▶ [Text]:
════

On October 14, 2007, few months after Barak Obama announced his candidacy in the US Democratic presidential race, a biographical article appeared in Britain’s Sunday Times Magazine about Dr. James Watson, the American molecular biologist, best known as one of the co-discoverers of the structure of DNA, saying he was “inherently gloomy about the prospect of Africa as all our social policies are based on the fact that their intelligence is the same as ours — whereas all the testing says not really.” He went on to say, “Western policies towards African countries were wrongly based on an assumption that black people were as clever as their white counterparts when “testing” suggested the contrary. He claimed genes responsible for creating differences in human intelligence could be found within a decade. Dr. Watson’s statement was not a coincidence. Rather it was the harbinger of a slew of negative attacks directed at candidate Barack Obama.
Many in the media denigrated his middle name, Hussein, because it is of Muslim origin linking him to Muslim fundamentalists. They dismissed his candidacy on the basis of his racial identity. Is it a coincidence that at a time when Islam and the West are at loggerheads, a man with a Hebrew name, Muslim name and African name will arise preaching the gospel of unity of all people? Or could it be the fruition of Martin Luther King Jr. prophesy, “that one day America will judge a man not by his skin color but by the content of his character” for the position of the President of the United States of America?
The night Barack Obama stood to address the world on his victory as the first African American to win the US Presidency; he was standing against the backdrop of hundreds of years of a racist belief that blacks are inferior to whites. It did not begin with Dr. James Watson. It began when the decision was made to go to Africa for slaves to provide free labor for the development of the new world. This notion of blacks as inferior to their white counterpart reached its apogee when European governments led by Great Britain embarked on a vigorous campaign to promote the virtues of colonialism by denigrating the natives of the colonies and claiming that the savages needed to be civilized by the ‘white man’.

════

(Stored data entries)
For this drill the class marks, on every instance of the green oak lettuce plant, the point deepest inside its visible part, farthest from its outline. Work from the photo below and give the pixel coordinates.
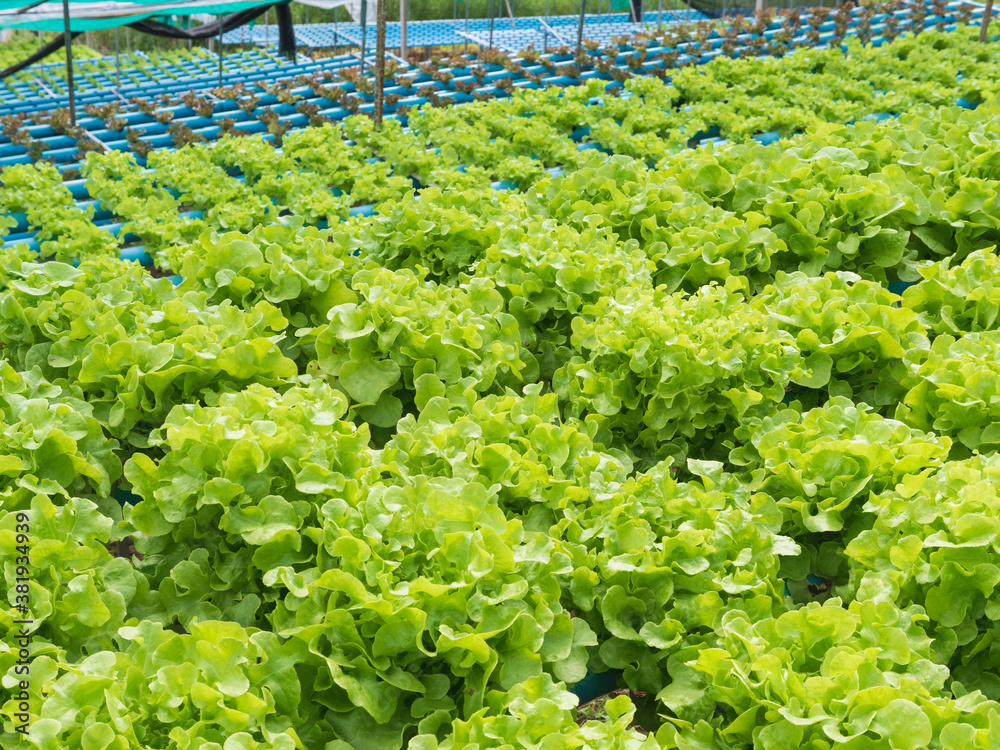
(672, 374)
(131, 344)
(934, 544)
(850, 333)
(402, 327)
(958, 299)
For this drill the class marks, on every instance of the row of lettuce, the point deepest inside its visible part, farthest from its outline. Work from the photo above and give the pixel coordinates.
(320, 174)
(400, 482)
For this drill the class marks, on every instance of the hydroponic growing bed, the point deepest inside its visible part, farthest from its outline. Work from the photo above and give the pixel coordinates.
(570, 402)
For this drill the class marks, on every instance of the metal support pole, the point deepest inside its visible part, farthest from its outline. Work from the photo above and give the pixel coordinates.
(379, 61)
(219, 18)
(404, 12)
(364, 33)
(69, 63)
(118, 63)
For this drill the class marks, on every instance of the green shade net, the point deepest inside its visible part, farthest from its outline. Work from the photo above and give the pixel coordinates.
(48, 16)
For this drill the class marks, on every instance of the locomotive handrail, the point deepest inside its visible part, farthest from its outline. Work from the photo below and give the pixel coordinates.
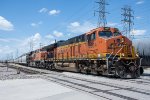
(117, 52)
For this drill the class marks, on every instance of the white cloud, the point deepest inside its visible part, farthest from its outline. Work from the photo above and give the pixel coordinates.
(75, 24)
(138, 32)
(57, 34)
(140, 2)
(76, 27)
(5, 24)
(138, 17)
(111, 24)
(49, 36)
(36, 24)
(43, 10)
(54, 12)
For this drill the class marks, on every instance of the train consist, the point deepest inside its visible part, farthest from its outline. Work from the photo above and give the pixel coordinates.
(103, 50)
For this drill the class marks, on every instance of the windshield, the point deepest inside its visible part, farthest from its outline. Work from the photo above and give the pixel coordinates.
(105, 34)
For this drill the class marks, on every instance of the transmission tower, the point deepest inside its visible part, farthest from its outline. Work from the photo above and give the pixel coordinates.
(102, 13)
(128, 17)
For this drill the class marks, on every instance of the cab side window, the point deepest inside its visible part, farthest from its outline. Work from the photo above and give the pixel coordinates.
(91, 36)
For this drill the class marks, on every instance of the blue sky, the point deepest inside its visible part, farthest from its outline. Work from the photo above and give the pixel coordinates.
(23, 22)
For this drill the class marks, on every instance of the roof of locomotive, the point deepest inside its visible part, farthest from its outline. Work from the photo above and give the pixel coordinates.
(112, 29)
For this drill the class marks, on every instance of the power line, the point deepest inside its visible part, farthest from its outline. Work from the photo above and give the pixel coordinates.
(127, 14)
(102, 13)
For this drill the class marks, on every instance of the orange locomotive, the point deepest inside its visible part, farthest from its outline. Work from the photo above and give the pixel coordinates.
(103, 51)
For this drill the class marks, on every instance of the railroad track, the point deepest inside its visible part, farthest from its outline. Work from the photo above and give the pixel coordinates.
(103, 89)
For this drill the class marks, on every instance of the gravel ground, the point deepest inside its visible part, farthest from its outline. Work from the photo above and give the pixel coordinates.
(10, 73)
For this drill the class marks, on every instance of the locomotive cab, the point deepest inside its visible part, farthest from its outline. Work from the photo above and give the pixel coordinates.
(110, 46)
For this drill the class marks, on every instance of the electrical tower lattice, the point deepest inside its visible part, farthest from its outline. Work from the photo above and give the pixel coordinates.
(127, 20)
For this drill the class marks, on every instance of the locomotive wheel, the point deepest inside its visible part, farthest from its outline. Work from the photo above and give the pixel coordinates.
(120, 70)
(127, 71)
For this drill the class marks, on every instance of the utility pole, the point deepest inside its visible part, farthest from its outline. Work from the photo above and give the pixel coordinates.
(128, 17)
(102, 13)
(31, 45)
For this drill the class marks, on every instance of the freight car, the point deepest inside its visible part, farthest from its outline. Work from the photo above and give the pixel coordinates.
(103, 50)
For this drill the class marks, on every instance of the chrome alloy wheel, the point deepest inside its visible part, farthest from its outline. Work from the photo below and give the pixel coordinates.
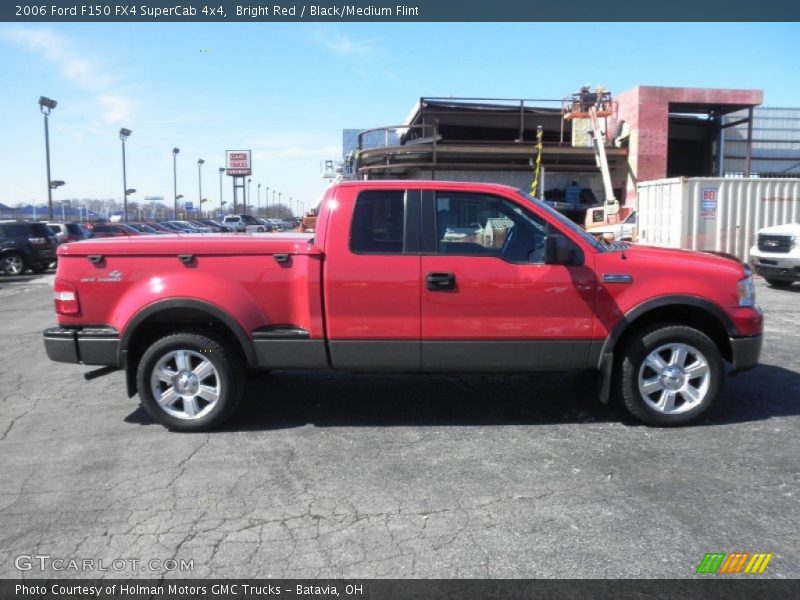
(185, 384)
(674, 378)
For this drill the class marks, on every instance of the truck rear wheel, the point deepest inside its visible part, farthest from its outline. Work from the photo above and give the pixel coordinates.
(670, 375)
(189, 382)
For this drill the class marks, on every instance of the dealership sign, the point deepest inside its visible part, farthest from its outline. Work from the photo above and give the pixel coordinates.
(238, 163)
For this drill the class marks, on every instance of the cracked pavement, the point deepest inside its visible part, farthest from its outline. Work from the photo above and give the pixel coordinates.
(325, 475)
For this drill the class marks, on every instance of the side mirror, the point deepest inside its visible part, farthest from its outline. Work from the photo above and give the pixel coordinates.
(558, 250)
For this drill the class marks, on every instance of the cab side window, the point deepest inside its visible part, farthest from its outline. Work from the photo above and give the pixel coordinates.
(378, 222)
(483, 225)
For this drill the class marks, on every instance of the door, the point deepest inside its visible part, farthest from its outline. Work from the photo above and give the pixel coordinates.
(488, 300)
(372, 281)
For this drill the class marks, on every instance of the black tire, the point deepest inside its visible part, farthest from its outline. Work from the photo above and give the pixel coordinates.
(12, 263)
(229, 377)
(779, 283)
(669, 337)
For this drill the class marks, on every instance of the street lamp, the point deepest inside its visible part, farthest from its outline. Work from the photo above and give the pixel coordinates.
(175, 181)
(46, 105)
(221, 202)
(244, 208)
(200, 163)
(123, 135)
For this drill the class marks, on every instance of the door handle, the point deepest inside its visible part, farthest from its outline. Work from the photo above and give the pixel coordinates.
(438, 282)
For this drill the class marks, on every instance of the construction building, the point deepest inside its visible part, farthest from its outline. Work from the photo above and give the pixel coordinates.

════

▶ [Exercise set]:
1. Print the stretch of the essay on Barack Obama from "Many in the" through "States of America?".
2. In the essay on Barack Obama, what did Dr. James Watson claim could be found within a decade?
The entries are separate from the essay on Barack Obama.

▶ [Answer section]:
1.
Many in the media denigrated his middle name, Hussein, because it is of Muslim origin linking him to Muslim fundamentalists. They dismissed his candidacy on the basis of his racial identity. Is it a coincidence that at a time when Islam and the West are at loggerheads, a man with a Hebrew name, Muslim name and African name will arise preaching the gospel of unity of all people? Or could it be the fruition of Martin Luther King Jr. prophesy, “that one day America will judge a man not by his skin color but by the content of his character” for the position of the President of the United States of America?

2. Genes responsible for creating differences in human intelligence.